GETOONDE TEKST –
Afgelopen zondag stonden we weeral paraat om te gaan fotograferen. Er was nog even twijfel over welke locatie het zou worden, maar uiteindelijk kreeg de T. in Z. de eer.
Dit zou ons tweede bezoek worden.
Hoppa een muurtje over, het domein op. Daarna zou het een makkie worden – dachten we.
Verrassing! Onze vorige toegansweg bleek afgezet. Geen mogelijkheid om ertussen, erboven, erdoor, erlangs of eronder te gaan.
Voor de enige andere toegang zouden we in het zicht van de bewoners-bewakerswoning moeten lopen. Spannend. Extra moeilijkheid waren de kiezelsteentjes, die knerpen nogal als je erop wandelt. Zo snel, zo stil en zo ongezien als mogelijk slopen we via die andere weg naar de werkelijke ingang van het gebouw.
Leuk, eigenlijk. Een beetje verstoppertje spelen. Je weet dat je iets doet dat niet mag, maar anderzijds: het ergste dat kan gebeuren als je wordt gezien, is dat je wordt weggestuurd. (En als men in een slechte bui is, de flikken op je afgestuurd worden, en als die hun dagje niet hebben, deze je een boete geven).
Gelukkig was deze toegangsweg niet afgezet. We glipten door de open deur en eenmaal binnen waren we 'veilig'.
Dit gedeelte hadden we vorige keer al grotendeels gefotografeerd. Ons doel vandaag was het transformatorgebouw. We pijnigden onze hersenen, wat had die urban explorer die we een paar maanden geleden hebben ontmoet, ook alweer gezegd? Het enige wat ik mij herinnerde was 'donker gangske' en 'deurtje'. En welke verdieping was het nu weer?
Daarmee kom je niet echt verder in een donker gebouw vol trappen en deurtjes.
Na wat vruchteloos door het gebouw dwalen, deurtjes openen, trappen op en af, laddertje op- en afklimmen, ontdekte Christophe eindelijk De Deur.
Die afgesloten was met een stevig hangslot.
Je kon je vergapen aan de schoonheid daarbinnen, door via een paar gaatjes te loeren tot je ogen er pijn van deden, maar dat was ook alles. Zó frustrerend. Vlakbij en toch onbereikbaar. Op zo'n moment wil je je in een vliegje veranderen en door zo'n gaatje vliegen.
Maar je bent geen echte urban explorer als je hierbij de hoop opgeeft. Dat betekent: een tijdlang aan de deur staan morrelen, ertegen duwen en stampen, om dan pas tot de definitieve conclusie te komen dat je via deze weg écht niet binnen kunt. En dan met hernieuwde moed te beslissen een andere ingang te zoeken. Je gaat niet weg van een op het eerste zicht ondoordringende locatie zolang je niet alle mogelijkheden hebt uitgezocht en benut.
Dus probeerden we nog een paar deurtjes. Die allemaal even hardnekkig een toegang bleven weigeren.
Uiteindelijk bleef nog één mogelijkheid over in de ogen van Christophe, “maar we gaan wel héél erg vuil zijn”.
Die mogelijkheid bleek een soort gat in de muur te zijn, gemaakt voor één of andere machine of zo. Binnenin was het stikkedonker. Bij het schijnsel van onze zaklampen konden we een soort machinekamer ontwaren, met trappen en buizen, allemaal zwart van het stof.

RIJEN –
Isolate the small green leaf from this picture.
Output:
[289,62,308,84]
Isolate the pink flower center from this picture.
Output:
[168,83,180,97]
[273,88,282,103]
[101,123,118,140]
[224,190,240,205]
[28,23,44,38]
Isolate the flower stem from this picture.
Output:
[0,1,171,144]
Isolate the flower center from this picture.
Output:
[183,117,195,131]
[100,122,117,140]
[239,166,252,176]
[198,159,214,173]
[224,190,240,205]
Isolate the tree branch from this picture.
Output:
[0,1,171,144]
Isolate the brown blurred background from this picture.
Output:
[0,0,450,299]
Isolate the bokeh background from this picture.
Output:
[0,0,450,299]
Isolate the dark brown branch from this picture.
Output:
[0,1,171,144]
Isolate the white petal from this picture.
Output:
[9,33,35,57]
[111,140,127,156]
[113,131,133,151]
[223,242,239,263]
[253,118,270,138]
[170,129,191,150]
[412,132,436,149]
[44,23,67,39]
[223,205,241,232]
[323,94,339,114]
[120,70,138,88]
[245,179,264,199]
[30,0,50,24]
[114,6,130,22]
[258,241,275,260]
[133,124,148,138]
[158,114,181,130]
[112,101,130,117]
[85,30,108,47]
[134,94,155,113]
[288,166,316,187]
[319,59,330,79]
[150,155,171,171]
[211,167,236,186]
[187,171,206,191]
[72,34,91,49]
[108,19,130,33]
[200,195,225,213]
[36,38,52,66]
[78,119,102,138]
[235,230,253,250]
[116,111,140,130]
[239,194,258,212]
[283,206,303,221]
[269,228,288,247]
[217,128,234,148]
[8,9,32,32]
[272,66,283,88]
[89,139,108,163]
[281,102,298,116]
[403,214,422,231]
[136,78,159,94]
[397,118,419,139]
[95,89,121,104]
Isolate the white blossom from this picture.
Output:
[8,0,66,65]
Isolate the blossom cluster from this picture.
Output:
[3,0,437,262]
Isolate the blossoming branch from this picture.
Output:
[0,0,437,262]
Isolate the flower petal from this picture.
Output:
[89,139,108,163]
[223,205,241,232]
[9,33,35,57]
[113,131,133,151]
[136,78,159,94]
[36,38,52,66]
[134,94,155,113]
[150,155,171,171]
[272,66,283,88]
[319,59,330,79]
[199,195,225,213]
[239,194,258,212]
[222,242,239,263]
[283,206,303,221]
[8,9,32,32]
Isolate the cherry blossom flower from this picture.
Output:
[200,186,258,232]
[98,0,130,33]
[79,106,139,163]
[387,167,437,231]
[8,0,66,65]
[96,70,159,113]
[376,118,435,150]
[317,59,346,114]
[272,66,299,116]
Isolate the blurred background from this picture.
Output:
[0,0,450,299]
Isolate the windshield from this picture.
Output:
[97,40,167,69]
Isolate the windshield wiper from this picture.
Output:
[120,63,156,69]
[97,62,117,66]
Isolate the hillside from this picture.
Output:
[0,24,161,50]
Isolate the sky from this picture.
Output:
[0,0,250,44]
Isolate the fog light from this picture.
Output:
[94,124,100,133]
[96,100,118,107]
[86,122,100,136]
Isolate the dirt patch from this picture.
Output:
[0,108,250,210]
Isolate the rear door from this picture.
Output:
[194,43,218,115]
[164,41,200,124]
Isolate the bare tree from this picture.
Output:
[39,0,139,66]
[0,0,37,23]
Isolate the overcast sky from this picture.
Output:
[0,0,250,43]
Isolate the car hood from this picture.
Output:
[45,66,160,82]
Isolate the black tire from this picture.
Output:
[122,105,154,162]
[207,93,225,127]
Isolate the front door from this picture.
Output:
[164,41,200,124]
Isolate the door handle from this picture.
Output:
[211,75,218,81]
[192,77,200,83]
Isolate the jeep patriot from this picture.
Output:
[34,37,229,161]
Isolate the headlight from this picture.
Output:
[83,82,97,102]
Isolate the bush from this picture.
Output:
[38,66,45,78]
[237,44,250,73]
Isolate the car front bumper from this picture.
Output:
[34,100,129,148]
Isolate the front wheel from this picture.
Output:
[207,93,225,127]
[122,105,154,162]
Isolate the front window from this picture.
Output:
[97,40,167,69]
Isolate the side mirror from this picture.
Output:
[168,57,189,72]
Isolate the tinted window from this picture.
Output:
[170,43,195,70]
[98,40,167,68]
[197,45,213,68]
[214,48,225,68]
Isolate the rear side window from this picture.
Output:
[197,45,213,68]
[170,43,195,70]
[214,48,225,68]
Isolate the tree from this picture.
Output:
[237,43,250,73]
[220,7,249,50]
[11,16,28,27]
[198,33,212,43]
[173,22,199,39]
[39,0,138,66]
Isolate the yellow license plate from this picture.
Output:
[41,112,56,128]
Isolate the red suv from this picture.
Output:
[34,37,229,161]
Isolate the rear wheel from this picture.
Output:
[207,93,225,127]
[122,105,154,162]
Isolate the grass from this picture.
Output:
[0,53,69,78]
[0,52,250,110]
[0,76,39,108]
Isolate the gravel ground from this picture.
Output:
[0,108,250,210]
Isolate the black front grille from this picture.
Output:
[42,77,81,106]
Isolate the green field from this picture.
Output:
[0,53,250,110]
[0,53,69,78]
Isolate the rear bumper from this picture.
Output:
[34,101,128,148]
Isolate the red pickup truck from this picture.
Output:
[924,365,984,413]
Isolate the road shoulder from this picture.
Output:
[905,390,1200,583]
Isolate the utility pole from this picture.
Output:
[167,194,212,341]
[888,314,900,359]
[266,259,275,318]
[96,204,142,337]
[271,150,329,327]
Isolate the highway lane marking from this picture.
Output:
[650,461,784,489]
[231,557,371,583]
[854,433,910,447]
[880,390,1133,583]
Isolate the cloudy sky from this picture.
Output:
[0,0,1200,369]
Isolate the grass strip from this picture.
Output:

OPDRACHT 1 – Schrijf uit het verslag over de verkenning letterlijk de passage over van "Daarmee kom je" tot en met "zo'n gaatje vliegen.".
OPDRACHT 2 – Leg in één tot drie zinnen uit waarom het lopen via de enige andere toegangsweg volgens het verslag over de verkenning lastig was.
Baseer je uitsluitend op de tekst.

UITGEWERKTE OPLOSSING 1 –
Daarmee kom je niet echt verder in een donker gebouw vol trappen en deurtjes.
Na wat vruchteloos door het gebouw dwalen, deurtjes openen, trappen op en af, laddertje op- en afklimmen, ontdekte Christophe eindelijk De Deur.
Die afgesloten was met een stevig hangslot.
Je kon je vergapen aan de schoonheid daarbinnen, door via een paar gaatjes te loeren tot je ogen er pijn van deden, maar dat was ook alles. Zó frustrerend. Vlakbij en toch onbereikbaar. Op zo'n moment wil je je in een vliegje veranderen en door zo'n gaatje vliegen.

UITGEWERKTE OPLOSSING 2 – Via die weg moesten ze in het zicht van de bewoners-bewakerswoning lopen. Daarnaast lagen er kiezelsteentjes, die knerpen als je erop wandelt.